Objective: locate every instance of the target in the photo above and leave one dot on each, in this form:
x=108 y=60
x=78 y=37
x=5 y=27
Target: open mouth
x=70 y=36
#####
### TRY IT
Once more, write out all of the entries above exactly.

### SOLUTION TO THE EXERCISE
Objective: locate every instance of the target in the photo above and leave one dot on each, in this form:
x=108 y=60
x=78 y=37
x=5 y=27
Target: open mouth
x=70 y=36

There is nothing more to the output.